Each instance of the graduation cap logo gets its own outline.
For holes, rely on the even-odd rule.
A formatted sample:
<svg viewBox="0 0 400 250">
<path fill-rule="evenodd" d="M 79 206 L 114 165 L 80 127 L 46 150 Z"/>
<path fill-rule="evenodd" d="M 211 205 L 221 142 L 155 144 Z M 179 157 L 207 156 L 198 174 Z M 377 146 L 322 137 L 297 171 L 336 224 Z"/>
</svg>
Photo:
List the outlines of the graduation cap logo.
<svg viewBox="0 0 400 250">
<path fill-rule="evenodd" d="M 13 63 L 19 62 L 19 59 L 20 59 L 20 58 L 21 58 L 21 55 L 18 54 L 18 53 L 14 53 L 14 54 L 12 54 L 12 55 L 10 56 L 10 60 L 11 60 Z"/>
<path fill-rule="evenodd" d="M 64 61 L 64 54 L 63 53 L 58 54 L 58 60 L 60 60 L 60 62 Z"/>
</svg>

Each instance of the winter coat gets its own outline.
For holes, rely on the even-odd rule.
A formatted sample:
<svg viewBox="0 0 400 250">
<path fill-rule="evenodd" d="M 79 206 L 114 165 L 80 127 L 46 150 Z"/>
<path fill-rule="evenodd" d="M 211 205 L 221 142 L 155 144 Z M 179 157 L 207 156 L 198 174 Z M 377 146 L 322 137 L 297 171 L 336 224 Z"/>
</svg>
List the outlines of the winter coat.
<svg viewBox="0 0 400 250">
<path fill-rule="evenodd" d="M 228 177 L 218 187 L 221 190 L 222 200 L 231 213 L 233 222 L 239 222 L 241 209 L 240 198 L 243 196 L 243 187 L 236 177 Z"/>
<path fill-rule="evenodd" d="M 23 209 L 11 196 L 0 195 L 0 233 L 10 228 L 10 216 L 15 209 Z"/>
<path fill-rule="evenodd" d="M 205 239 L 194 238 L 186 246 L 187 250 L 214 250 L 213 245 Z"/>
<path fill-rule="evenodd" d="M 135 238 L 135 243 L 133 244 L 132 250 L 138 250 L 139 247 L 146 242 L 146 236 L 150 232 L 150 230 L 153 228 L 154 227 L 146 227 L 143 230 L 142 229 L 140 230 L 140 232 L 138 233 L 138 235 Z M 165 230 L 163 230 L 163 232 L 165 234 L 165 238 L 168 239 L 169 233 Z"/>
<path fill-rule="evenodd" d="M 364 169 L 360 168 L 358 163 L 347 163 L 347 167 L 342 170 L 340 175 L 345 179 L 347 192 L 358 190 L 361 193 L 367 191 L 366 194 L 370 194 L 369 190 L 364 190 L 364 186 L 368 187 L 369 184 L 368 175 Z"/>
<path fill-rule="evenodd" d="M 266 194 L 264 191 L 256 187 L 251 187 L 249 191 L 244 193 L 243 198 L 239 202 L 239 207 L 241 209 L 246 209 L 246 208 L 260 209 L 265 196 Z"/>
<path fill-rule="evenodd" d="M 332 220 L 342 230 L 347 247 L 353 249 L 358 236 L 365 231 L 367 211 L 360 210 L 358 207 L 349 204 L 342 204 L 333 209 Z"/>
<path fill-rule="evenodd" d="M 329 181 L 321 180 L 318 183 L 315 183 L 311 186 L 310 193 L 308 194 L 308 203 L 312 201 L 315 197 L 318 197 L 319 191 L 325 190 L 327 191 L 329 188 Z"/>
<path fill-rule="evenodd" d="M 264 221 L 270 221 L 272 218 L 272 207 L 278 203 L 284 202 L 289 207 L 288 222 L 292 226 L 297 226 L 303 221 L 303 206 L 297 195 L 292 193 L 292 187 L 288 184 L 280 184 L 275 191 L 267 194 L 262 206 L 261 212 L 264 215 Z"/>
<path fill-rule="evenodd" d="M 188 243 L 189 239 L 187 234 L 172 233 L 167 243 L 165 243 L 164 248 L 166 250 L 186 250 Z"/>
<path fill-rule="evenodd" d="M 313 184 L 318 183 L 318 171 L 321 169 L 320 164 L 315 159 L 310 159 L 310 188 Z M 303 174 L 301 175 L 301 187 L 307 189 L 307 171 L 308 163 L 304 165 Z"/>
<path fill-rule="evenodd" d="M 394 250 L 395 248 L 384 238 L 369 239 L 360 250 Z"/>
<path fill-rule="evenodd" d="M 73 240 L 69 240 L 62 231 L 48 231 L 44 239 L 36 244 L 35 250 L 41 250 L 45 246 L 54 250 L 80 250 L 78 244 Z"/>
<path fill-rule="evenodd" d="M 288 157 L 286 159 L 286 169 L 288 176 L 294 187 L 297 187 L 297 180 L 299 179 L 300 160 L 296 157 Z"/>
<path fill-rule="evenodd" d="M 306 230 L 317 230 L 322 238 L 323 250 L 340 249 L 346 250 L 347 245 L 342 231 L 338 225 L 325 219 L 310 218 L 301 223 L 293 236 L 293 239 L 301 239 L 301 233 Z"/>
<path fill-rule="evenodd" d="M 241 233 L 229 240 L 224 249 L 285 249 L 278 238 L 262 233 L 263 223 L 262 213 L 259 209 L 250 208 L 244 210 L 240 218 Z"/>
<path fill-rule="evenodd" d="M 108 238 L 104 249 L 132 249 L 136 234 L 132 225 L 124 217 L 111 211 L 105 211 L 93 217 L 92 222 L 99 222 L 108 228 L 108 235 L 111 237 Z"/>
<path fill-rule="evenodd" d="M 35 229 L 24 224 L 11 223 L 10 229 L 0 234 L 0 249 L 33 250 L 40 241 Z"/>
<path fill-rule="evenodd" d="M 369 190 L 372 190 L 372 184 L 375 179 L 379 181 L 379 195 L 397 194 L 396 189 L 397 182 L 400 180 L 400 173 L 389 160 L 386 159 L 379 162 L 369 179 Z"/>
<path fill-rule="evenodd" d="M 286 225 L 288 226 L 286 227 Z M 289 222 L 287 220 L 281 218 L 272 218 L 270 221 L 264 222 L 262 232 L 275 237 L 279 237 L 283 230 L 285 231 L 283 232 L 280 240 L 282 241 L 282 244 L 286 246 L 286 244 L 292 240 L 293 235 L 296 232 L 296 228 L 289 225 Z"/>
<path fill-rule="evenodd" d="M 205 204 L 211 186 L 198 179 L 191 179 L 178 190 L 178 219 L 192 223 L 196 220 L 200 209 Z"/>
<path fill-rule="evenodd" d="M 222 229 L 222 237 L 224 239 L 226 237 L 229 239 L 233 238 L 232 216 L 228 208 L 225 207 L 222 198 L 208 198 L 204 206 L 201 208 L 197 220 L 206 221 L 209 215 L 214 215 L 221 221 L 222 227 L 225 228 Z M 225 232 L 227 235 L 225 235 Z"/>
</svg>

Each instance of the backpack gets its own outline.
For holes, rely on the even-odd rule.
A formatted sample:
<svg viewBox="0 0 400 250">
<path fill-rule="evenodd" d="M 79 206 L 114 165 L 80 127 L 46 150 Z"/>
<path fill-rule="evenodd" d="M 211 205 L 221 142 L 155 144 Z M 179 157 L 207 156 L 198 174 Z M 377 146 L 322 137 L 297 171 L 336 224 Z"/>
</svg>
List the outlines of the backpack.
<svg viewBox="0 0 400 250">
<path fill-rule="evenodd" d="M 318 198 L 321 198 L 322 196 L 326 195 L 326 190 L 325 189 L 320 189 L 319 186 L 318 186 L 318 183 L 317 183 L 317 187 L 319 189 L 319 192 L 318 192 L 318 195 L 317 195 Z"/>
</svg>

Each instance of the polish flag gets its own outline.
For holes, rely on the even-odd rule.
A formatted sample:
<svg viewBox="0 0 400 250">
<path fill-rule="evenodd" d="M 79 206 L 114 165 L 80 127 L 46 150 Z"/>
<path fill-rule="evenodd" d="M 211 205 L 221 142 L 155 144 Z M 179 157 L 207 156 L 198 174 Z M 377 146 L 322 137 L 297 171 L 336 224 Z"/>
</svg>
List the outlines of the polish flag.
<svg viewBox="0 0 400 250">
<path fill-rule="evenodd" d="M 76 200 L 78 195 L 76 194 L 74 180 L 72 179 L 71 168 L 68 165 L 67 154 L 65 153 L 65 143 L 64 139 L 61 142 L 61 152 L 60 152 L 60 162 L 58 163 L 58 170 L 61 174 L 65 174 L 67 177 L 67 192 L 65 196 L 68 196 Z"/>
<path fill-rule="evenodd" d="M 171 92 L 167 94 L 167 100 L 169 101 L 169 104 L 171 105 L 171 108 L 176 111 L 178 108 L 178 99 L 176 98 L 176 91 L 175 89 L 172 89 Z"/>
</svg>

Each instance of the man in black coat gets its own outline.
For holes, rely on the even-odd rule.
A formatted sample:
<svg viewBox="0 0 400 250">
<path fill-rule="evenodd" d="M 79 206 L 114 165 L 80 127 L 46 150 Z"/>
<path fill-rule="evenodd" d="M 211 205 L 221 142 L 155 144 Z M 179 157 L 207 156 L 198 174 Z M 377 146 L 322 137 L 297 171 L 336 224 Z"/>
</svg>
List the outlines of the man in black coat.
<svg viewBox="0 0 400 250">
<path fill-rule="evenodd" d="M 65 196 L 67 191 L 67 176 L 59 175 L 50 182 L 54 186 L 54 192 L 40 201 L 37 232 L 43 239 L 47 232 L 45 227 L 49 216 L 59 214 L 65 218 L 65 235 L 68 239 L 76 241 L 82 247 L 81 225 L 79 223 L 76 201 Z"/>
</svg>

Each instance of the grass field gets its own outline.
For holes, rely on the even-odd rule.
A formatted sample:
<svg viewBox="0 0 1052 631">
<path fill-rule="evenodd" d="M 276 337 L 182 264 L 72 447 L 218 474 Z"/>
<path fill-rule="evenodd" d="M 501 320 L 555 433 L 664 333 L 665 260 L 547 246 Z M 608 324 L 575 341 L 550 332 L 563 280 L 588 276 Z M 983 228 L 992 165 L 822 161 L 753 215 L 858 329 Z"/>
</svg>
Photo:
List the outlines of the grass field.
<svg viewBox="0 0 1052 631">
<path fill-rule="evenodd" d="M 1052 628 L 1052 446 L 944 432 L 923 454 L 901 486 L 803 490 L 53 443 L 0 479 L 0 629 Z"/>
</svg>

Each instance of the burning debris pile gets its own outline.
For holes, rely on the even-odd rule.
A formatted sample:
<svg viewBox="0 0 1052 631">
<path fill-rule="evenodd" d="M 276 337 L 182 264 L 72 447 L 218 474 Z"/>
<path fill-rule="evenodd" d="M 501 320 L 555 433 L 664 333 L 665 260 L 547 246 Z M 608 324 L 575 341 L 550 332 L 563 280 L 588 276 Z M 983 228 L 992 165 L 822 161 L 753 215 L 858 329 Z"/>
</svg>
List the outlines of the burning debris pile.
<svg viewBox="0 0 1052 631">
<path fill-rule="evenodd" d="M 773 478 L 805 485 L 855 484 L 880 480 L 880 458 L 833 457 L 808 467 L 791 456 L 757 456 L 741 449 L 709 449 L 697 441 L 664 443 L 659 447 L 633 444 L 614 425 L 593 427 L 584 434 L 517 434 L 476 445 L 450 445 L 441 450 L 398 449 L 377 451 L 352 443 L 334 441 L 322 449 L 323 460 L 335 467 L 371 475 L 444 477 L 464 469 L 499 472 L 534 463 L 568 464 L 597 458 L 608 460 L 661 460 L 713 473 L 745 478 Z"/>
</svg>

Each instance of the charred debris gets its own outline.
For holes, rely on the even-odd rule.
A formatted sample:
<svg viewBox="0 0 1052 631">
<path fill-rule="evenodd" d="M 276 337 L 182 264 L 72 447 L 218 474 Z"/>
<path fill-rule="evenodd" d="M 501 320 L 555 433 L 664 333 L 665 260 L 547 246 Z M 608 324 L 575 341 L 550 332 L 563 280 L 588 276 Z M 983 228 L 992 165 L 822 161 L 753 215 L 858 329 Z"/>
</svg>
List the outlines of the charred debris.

REQUIRED WORK
Can you render the lines, everything from the first one down to the one containing "64 61 L 64 54", and only those, as a Markdown table with the columns Row and Line, leaving out blank lines?

SOLUTION TO THE EXERCISE
| Row | Line |
|---|---|
| 1 | Each instance of the graduation cap logo gets its own outline. |
| 2 | For holes, rely on the even-odd rule. |
| 3 | A formatted sample: |
| 4 | <svg viewBox="0 0 400 250"> |
| 5 | <path fill-rule="evenodd" d="M 79 206 L 114 165 L 80 127 L 46 150 Z"/> |
| 6 | <path fill-rule="evenodd" d="M 211 205 L 221 142 L 155 144 Z M 179 157 L 207 156 L 198 174 Z M 377 146 L 322 137 L 297 171 L 336 224 Z"/> |
| 7 | </svg> |
| 8 | Photo: |
| 9 | List the outlines of the graduation cap logo. |
| 10 | <svg viewBox="0 0 400 250"> |
| 11 | <path fill-rule="evenodd" d="M 13 63 L 19 62 L 19 59 L 20 59 L 20 58 L 21 58 L 21 55 L 18 54 L 18 53 L 14 53 L 14 54 L 12 54 L 12 55 L 10 56 L 10 60 L 11 60 Z"/> |
| 12 | <path fill-rule="evenodd" d="M 64 61 L 64 54 L 63 53 L 58 54 L 58 60 L 60 60 L 60 62 Z"/> |